- [Work required]: Wherever the word "Could" appears in a line of the records, copy that line.

- [Listed entries]:
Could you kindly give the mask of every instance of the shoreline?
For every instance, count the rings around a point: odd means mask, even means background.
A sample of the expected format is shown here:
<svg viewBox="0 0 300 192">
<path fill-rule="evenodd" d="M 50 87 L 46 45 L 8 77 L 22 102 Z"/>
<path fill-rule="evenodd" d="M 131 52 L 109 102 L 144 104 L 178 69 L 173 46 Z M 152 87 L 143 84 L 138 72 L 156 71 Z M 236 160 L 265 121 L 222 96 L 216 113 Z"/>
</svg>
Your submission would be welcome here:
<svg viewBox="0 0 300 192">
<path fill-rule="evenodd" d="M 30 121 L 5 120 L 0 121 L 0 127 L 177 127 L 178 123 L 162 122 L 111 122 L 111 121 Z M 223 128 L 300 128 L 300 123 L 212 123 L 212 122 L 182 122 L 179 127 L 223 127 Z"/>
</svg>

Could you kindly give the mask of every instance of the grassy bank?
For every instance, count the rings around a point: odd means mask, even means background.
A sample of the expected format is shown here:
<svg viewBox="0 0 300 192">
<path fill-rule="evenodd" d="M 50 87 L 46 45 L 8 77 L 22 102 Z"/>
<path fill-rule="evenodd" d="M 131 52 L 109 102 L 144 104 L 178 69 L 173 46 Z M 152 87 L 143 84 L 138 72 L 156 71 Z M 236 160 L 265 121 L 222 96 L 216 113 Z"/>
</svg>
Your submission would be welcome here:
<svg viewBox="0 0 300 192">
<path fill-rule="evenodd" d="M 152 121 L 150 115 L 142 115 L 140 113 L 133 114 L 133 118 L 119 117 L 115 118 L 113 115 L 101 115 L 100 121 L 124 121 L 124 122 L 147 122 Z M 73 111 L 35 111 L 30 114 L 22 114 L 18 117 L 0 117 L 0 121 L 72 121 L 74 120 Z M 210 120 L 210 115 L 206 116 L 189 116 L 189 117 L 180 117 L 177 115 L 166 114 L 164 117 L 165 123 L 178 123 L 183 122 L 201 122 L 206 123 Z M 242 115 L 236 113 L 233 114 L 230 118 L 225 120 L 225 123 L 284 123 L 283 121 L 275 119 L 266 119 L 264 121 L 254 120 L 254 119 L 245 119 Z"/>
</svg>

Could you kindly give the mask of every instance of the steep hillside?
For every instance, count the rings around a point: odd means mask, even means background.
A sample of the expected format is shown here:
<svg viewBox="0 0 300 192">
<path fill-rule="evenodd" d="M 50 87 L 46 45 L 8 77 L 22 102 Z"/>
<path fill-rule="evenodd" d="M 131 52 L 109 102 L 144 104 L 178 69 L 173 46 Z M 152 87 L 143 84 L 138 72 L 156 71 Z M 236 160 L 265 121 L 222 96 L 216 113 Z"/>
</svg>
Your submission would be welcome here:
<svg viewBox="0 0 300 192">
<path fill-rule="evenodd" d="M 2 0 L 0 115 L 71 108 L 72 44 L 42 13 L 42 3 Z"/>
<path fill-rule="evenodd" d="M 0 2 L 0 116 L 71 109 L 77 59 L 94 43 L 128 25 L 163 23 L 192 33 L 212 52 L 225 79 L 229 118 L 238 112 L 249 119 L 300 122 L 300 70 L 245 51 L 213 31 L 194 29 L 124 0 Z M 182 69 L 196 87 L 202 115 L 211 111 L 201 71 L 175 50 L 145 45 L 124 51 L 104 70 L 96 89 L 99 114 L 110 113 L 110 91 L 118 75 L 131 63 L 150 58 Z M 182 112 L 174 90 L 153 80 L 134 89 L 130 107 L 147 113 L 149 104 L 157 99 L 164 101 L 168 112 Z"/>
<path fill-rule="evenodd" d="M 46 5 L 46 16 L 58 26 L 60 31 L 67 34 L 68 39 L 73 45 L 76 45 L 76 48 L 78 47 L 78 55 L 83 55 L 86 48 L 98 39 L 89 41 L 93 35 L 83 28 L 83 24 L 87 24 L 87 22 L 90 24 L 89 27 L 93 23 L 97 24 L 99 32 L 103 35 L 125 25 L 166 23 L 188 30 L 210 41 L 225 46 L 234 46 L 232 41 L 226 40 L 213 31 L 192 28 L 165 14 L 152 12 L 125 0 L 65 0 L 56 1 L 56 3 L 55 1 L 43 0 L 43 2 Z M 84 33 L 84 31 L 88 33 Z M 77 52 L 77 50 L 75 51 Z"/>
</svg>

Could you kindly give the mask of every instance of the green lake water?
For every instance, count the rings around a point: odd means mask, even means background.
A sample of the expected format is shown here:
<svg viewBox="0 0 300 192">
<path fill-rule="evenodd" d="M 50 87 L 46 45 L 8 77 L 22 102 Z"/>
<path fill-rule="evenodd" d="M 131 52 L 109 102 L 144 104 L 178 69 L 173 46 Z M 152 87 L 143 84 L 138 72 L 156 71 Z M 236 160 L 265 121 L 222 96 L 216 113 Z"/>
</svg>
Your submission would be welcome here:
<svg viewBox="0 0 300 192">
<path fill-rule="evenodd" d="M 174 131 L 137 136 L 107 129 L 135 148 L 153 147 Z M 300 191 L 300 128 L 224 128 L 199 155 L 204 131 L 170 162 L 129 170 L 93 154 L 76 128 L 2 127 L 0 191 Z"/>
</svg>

- [Exercise answer]:
Could you kindly give the mask of every instance of the shoreline?
Could you kindly give the mask of every instance of the grassy bank?
Could you kindly give the mask of every instance of the steep hillside?
Could you kindly give the mask of every instance of the green lake water?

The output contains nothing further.